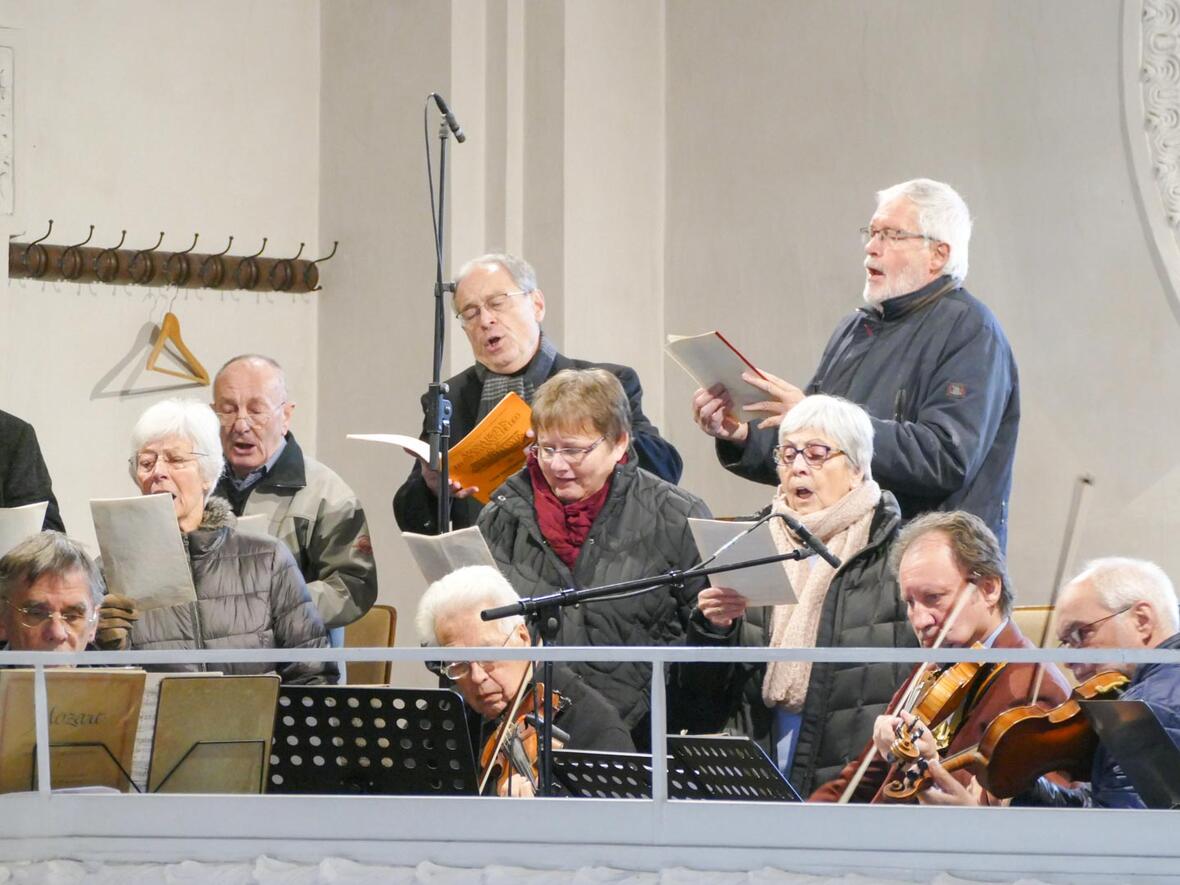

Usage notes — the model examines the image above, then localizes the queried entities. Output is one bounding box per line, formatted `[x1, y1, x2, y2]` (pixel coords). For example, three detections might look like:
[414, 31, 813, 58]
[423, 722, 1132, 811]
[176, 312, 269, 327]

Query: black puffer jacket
[131, 498, 337, 683]
[479, 458, 709, 746]
[677, 492, 917, 795]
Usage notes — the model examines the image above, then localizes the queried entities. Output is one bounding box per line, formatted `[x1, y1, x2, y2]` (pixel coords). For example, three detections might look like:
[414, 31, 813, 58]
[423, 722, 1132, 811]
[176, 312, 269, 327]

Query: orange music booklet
[348, 393, 532, 504]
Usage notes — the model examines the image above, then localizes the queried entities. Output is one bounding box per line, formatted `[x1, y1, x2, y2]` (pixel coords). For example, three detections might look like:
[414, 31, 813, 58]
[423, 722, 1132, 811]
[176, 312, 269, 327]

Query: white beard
[863, 267, 926, 307]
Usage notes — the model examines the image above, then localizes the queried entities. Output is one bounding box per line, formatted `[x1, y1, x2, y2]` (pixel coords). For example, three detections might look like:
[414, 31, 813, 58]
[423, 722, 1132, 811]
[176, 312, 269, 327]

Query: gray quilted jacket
[131, 498, 337, 683]
[478, 457, 709, 739]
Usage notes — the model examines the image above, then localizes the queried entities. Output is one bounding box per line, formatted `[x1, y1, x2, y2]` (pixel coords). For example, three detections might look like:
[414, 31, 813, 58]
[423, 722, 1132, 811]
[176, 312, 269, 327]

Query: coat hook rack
[8, 218, 340, 294]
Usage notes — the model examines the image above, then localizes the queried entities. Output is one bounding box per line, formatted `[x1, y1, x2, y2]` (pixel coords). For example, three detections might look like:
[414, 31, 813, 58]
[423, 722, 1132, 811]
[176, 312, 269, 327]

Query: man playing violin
[1012, 557, 1180, 808]
[811, 511, 1069, 805]
[417, 565, 635, 795]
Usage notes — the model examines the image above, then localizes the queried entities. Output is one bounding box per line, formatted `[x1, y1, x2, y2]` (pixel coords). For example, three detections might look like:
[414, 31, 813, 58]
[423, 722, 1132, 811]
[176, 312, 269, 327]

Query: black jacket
[393, 354, 683, 535]
[0, 412, 65, 532]
[679, 492, 917, 795]
[717, 276, 1021, 546]
[479, 461, 709, 748]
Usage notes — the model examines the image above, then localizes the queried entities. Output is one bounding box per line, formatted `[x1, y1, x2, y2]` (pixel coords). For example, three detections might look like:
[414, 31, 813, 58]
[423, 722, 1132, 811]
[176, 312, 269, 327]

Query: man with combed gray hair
[212, 354, 376, 645]
[0, 531, 106, 651]
[693, 178, 1020, 548]
[1014, 557, 1180, 808]
[414, 565, 635, 795]
[393, 253, 682, 535]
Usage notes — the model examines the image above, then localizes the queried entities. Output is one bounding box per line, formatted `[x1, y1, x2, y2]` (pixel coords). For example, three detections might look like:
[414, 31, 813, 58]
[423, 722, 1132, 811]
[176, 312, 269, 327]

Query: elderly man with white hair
[417, 565, 635, 795]
[1014, 557, 1180, 808]
[693, 178, 1020, 548]
[122, 399, 336, 683]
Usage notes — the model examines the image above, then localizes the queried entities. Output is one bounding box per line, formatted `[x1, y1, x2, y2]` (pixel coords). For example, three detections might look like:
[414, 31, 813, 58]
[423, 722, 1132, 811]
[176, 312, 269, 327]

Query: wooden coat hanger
[148, 310, 209, 385]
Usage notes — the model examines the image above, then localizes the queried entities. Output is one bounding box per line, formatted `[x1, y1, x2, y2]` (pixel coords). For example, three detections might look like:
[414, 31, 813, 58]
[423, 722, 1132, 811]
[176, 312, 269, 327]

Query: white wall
[0, 0, 320, 540]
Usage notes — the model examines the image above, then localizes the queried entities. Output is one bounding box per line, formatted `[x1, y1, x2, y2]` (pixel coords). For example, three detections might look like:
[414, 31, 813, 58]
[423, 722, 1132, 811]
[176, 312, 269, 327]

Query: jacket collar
[254, 431, 307, 489]
[860, 274, 958, 322]
[1130, 632, 1180, 686]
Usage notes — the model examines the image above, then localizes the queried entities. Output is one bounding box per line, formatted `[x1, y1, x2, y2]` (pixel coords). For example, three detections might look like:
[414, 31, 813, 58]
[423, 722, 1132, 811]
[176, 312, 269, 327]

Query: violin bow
[478, 640, 540, 795]
[1028, 473, 1094, 704]
[837, 581, 978, 805]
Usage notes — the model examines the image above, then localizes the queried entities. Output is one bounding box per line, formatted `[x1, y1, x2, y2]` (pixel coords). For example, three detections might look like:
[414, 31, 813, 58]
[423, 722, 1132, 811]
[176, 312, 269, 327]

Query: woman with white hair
[123, 399, 336, 683]
[686, 395, 916, 795]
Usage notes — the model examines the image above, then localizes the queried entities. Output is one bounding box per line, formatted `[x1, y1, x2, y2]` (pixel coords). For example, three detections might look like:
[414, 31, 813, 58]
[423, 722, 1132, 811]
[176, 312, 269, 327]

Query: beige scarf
[762, 479, 881, 713]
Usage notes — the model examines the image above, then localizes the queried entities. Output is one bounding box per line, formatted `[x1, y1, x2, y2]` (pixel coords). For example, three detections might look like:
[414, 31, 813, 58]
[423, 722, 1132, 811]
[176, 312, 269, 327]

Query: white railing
[9, 645, 1180, 802]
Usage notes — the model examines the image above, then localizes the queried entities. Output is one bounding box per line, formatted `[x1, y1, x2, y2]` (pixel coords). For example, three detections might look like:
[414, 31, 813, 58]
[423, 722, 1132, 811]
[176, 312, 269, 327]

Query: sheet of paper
[688, 518, 797, 605]
[451, 393, 532, 504]
[348, 433, 431, 463]
[401, 525, 497, 584]
[0, 500, 50, 556]
[234, 513, 270, 538]
[664, 332, 767, 418]
[90, 494, 197, 611]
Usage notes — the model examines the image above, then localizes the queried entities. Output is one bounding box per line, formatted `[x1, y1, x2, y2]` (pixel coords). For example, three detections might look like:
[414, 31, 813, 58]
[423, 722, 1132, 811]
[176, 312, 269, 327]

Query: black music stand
[668, 735, 802, 802]
[1080, 701, 1180, 808]
[267, 686, 477, 795]
[553, 749, 706, 799]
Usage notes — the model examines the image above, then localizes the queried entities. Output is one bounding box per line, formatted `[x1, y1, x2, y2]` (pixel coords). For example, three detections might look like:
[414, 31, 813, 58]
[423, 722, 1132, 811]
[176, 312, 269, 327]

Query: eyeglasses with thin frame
[214, 400, 287, 430]
[1057, 605, 1133, 648]
[774, 443, 844, 470]
[859, 228, 943, 245]
[525, 437, 607, 467]
[127, 452, 205, 476]
[435, 630, 516, 682]
[4, 599, 98, 632]
[454, 289, 532, 326]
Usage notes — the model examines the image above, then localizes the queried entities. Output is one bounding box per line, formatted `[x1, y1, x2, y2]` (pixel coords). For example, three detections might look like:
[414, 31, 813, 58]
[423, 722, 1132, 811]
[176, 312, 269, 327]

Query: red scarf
[529, 454, 627, 569]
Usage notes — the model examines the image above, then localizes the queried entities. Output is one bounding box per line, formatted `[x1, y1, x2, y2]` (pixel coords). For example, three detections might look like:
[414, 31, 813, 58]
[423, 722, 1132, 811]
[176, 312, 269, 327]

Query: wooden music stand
[148, 674, 278, 793]
[0, 668, 144, 793]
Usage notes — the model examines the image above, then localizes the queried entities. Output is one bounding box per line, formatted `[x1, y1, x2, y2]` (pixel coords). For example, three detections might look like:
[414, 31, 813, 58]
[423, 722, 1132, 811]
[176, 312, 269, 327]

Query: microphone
[431, 92, 467, 144]
[775, 513, 840, 569]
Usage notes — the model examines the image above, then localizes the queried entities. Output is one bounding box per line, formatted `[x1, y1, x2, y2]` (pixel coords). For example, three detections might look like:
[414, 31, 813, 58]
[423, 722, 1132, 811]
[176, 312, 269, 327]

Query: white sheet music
[0, 500, 50, 556]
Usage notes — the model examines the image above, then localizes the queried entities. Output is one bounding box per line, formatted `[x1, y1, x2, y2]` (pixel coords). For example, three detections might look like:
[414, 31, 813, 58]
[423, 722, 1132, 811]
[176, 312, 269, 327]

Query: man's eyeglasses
[525, 437, 607, 467]
[860, 228, 942, 245]
[127, 452, 205, 476]
[454, 289, 531, 326]
[214, 400, 287, 430]
[1057, 605, 1132, 648]
[774, 443, 844, 470]
[4, 599, 98, 632]
[431, 630, 516, 682]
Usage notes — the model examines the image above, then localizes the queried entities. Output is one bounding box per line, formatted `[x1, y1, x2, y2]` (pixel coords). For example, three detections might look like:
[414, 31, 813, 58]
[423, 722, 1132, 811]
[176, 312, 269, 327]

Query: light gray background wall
[0, 0, 1180, 681]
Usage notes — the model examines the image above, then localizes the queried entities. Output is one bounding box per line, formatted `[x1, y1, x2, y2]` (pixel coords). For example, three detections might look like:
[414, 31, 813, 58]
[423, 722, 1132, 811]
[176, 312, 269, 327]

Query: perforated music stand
[553, 749, 706, 799]
[668, 735, 802, 802]
[267, 686, 477, 795]
[1080, 701, 1180, 808]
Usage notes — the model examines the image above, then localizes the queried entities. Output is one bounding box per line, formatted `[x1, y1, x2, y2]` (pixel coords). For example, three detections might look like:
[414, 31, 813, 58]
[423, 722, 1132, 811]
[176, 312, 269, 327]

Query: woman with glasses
[478, 368, 709, 748]
[684, 395, 917, 795]
[122, 399, 336, 683]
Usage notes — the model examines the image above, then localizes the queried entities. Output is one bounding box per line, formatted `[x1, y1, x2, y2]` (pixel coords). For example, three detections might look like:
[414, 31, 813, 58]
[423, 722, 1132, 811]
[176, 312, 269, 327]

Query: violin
[890, 656, 1002, 765]
[884, 670, 1129, 801]
[479, 680, 569, 795]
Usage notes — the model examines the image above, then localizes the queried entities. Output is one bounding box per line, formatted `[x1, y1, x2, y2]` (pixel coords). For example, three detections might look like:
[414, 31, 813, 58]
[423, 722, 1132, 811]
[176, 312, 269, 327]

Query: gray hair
[779, 393, 873, 479]
[454, 253, 537, 291]
[214, 353, 289, 400]
[877, 178, 971, 283]
[0, 532, 106, 609]
[414, 565, 524, 645]
[1067, 556, 1180, 636]
[131, 399, 225, 500]
[889, 510, 1014, 615]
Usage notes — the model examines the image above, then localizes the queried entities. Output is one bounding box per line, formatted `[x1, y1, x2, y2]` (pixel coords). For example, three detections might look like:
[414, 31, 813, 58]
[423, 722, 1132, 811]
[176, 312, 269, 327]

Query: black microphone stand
[479, 548, 812, 797]
[422, 93, 454, 535]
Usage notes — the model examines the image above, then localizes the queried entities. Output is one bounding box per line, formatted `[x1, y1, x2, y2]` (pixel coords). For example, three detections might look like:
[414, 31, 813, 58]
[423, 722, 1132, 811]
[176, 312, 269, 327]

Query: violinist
[417, 565, 635, 795]
[811, 511, 1069, 805]
[1012, 557, 1180, 808]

++++++++++

Return each line of the material above that contains the string "hair". Case counts.

▶ [Task output]
Query: man with combed gray hair
Query: elderly man with white hair
Query: woman with white hair
Query: gray hair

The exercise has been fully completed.